I am just afraid that if they make a fourth film that the franchise will feel...tired.


----------



## rockstar sin (Jun 4, 2007)

Man I love Jack Sparrow so I wouldn't care how many movies they can make for the guy, as long as it's good.  Will that be easy?  Nope.


----------



## Spike Uchiha (Jun 4, 2007)

yea they should stop...we dont care any more


----------



## Rampant Delusions (Jun 4, 2007)

As long as Johnny Depp is Jack Sparrow the movies will pwn.


----------



## Bender (Jun 4, 2007)

Shadow you bastard!  The spidey avatar was in my possesion far before you!


----------



## Key (Jun 5, 2007)

no more sequels! The 3rd movie was a dissappointment.


----------



## Graham Aker (Jun 5, 2007)

I would rather have the continuation story in book form...or comicbook form...no more movies...


----------



## Lok (Jun 5, 2007)

The whole Fountain of Youth thingy at the end of the third movie was a complete set-up for the fourth. I would like to see another sequel.


----------



## Ino_Pig (Jun 5, 2007)

Damn it. She was such a talented Actress too...


----------



## Yakuza (Jun 5, 2007)

Well, there is a reason to watch POTC4 already.. 

can't stand her


----------



## Ino_Pig (Jun 5, 2007)

All she does is use an awful English accent and pout through the entire movie.


----------



## Yakuza (Jun 5, 2007)

on top of that, shes a shit actress.......
danm...... why they chose her????... plus I don't think shes hot....
danm.... they destroyed the film....  ... poor Will Turner... having to kiss her in all scenes.......


----------



## Ino_Pig (Jun 5, 2007)

Yes and poor Captain Jack having to kiss her. I'd rather kiss that giant squid. DDD:


----------



## Yakuza (Jun 5, 2007)

:rofl ... you know, actually I'd rather do the Kraken than keira....


----------



## Ino_Pig (Jun 5, 2007)

I second that.

All those tentacles...


----------



## Yakuza (Jun 5, 2007)

I could give you multiple orgasm!!!!


----------



## C_Akutabi (Jun 5, 2007)

Oh well, she was my least favorite of the main characters. Jack was the reason I watched the movies


----------



## Yakuza (Jun 5, 2007)

Jack was the reason for the films!!!
Without Sparrow, the POTC franchise wouldn't be the same.....


----------



## leetlegit (Jun 5, 2007)

→ Stated exercise: Please write the next part of the forum thread above about a possible fourth Pirates of the Caribbean film, picking up right after its final line.

→ Recorded data:
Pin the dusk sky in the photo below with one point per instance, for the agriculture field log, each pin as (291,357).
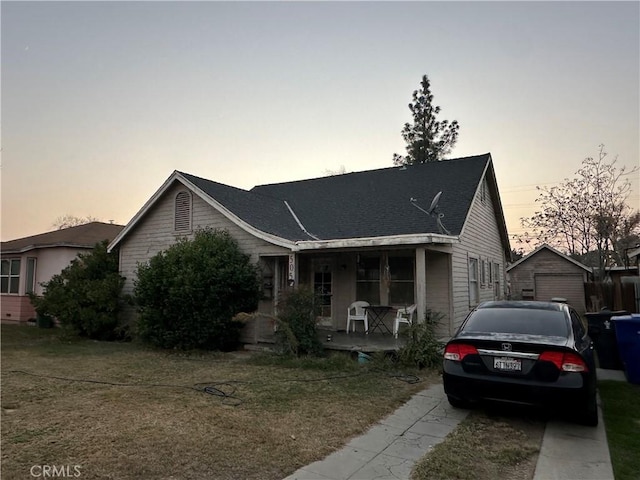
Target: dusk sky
(102,101)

→ Solved exercise:
After the 3rd one I dunno how they could fit her character in the fourth one anyways, But I do like Keira's character in the movie.


----------



## naruto_bruin (Jun 7, 2007)

I don't think they should make anymore, but I agree that Keira is not all that necessary to make a fourth one.


----------



## Vandal Savage (Jun 8, 2007)

I am sad to hear that. They really shouldn't go beyond the third movie since the conclusion was well done and future sequels may not be as good.


----------



## Rampant Delusions (Jun 8, 2007)

No we have to see Jack become immortal. 

Him and Barbossa and crew vs Ponce De Leon and the Spanish Armada

would be awesome.  

dont need Orlando bloom or his mistress.


----------



## Emery (Jun 8, 2007)

Pirates of the Caribean: The Fountain Of Youth


I would so see that.


----------



## Kakuzu (Jun 8, 2007)

I definitely see a fourth, fifth, sixth, seventh, eighth, etc PoTC.

I agree with everyone who really goes to watch PoTC to see Jack Sparrow.

I also agree with everyone who didn't really like Elizabeth


----------



## Spiral Man (Jul 1, 2007)

imo they don't really need kiera in the new one, maybe not will due to him being the Flying Dutchmans captain. Just jack, barbossa and the comedy roles like jack the monkey and the pirate duo.

And i'm glad they're making a fourth one, i want to know more about Teauge Sparrow.


----------



## Radharn (Jul 1, 2007)

No more 4th. Trilogy is enough for me. But if they're going to do it why the hell no Keira?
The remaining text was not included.